Değişti İşler

Lafa üniversite sınavına 11 gün kaldığını söyleyerek başlamak en doğrusu, şimdi diyebilirsiniz "Oturup bunu kaleme almaktansa çalışsana!" ve muhtemelen haklısınızdır da ama bi'durun, ben o işi hallediyorum, her işi hallediyorum.
Biliyorsunuz olup bitenleri, bana deştirmeyin yine eskileri; diyeceğim o ki yolun sonundayız, o gün gün hatta an an beklediğimiz kurtuluş çok yakında ve naftalin kokusu kadar keskin. Bir korku yok da değil tabii, bi'bok beceremeyeceğim hissi herkeste olduğu gibi bende de var -ben eksik kalır mıyım zaten- fakat sorun etmiyorum, zira bir o kadar da kesin gözle bakıyorum bu maçı aldığıma. Çok bekledik, lafı hiç döndürüp dolandırmayacağım kusura bakmayın ama direkt olarak eziyetin tillahını çektik her türlü, çok yorulduk, son nefese vardığımızda kamu spotundaki gibi kendimize "Hadi baba!" dedik ve güç bela devam ettik ama şimdi... Şimdi bizim devrimiz başlıyor işte, tam şuracıkta.
 Bizli bizli konuşuyorum çünkü bu günlerden başkaları da etkilenecek, her şeyi hesap ettim ve tüm hesap ettiğim gibi olmayış ihtimallerini de hesaba katarak bir sonsuzluk oluşturdum; o kadar kesin söyleyeyim, bundan sonraki hayatım daha düzenli, bir kere artık öfkenin yerini dinginlik alabilir çoğunlukla, artık kendimi tamamıyla kendime adama vakti geldi, tek bir farkla... Madem o zor günler iyiden iyiye geride kalıyor, o günlerde yanımda olan kimseler benden geride kalmayacak, peki bu ne demek? O kötü gün dostlarımın, Sena Hilal Dedebağ olsun, Emir Arslan olsun, Beyza Eryıldırım olsun, Esra Taşçı olsun... Onların hepsinin bundan sonra kazanacağım her şeyde bir payı var ve baki de kalacak; şimdi sıra bende, günü geldiğinde misliyle karşılık vermek için beklemek sırası.

> **Verilen Bilgiler**
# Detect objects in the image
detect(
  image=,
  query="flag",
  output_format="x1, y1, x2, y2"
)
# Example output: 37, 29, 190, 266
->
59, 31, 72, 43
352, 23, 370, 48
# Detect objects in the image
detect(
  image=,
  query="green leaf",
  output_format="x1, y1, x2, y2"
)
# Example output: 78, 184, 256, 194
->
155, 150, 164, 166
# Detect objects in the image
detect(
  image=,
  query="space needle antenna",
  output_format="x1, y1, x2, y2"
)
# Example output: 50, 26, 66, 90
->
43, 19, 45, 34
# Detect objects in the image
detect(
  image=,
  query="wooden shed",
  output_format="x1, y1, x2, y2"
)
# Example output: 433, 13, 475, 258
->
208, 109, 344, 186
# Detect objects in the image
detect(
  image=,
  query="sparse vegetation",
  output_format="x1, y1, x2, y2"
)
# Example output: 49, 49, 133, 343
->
---
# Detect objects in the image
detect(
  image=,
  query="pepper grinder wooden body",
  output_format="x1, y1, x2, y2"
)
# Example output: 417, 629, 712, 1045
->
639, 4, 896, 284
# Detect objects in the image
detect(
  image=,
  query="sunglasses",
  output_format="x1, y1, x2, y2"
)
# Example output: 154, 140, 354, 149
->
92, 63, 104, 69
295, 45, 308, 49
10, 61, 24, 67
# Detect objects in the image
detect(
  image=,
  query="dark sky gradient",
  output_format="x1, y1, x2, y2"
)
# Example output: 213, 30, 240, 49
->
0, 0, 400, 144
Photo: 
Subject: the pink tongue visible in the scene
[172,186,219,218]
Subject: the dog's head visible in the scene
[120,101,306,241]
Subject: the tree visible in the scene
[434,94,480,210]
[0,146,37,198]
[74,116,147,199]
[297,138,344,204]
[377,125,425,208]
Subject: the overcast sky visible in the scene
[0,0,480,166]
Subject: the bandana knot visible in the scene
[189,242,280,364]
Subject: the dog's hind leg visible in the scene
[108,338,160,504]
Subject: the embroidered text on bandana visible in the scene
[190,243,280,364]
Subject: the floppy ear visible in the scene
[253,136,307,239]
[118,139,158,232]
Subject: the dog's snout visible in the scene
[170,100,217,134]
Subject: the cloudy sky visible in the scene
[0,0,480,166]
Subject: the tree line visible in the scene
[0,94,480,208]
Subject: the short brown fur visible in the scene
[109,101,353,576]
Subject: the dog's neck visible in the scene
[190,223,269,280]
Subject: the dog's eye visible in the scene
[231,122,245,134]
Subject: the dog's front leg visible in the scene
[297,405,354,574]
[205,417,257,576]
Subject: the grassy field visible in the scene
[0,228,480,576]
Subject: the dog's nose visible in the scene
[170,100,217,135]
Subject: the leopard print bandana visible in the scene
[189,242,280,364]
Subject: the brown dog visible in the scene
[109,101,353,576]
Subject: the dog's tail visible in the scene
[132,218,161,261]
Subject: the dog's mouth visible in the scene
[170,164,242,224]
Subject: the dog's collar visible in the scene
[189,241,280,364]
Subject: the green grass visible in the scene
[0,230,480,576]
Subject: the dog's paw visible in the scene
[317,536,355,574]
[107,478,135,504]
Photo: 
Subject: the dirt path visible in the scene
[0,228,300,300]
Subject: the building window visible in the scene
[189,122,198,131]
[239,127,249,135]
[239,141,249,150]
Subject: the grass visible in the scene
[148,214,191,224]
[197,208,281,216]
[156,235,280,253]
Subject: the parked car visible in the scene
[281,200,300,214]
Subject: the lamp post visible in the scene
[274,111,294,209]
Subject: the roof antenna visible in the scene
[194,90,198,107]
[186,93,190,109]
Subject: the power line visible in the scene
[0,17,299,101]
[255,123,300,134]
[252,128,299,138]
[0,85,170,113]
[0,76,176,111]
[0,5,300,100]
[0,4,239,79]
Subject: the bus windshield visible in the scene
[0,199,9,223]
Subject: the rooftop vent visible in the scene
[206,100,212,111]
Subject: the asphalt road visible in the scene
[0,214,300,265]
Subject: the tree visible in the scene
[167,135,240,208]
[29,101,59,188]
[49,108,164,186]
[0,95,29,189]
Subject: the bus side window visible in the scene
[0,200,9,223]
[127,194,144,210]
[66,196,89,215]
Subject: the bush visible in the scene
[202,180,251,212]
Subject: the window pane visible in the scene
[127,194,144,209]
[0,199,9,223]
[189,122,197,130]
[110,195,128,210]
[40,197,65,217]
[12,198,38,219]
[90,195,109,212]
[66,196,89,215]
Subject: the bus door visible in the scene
==
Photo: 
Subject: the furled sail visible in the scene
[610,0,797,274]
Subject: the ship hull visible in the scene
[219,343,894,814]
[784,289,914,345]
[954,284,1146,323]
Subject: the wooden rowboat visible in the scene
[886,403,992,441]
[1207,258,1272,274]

> **Görevler**
a) Üniversite sınavı yazısına göre şu soruları yanıtla:
(i) Üniversite sınavına kaç gün kalmıştır?
(ii) Beklenen kurtuluş, keskinlik bakımından hangi kokuya benzetilir?
(iii) Son nefese varıldığında, kamu spotundaki gibi kendilerine ne denmiştir?
b) Üniversite sınavı yazısını son cümlesinden sonra sürdür.

> **Görev Görev Yanıtlar**
a)
(i) 11 gün
(ii) Naftalin kokusuna
(iii) "Hadi baba!"

b)
Değişti işler,
Çokça çalıştım
Yeni hayatıma
Mutsuzluk bırakmadım.

Hepimizin dertleri var, hepimizin dertleri dolu, bense hep hepimizi birden kurtarabileceğime inandım; benden başka itibar eden olmadı gerçi pek bu fikre, belki onlar bile doğal olarak, herkes terzinin kendi söküğünü dikemeyişine bakıp başkasınınkini dikmesini de beklemiyordu tabii... Artıksa işler değişti, kanatlarımı tamir ettim ben, şimdi başkalarını uçurabilmem için gereken bir tek şey var, o da kendi uçuşum için gereken zaman.
Zaman demişken, kendisi belki de ilk defa olumsuz etkilemiyor beni; eskiden zaman geçtikçe bazı şeyler ur gibi otururdu içime, zaman geçtikçe pratiğin de teorinin de inadına artış gösterirdi gözyaşlarım ve hüznüm vesaire vesaire... Zamanla yıldızım barıştı galiba, her şey yerli yerinde şimdi, rayına oturdu düzenim, planlarım kısmen de olsa tıkır tıkır, saydıracağım vakit dolunca takır takır.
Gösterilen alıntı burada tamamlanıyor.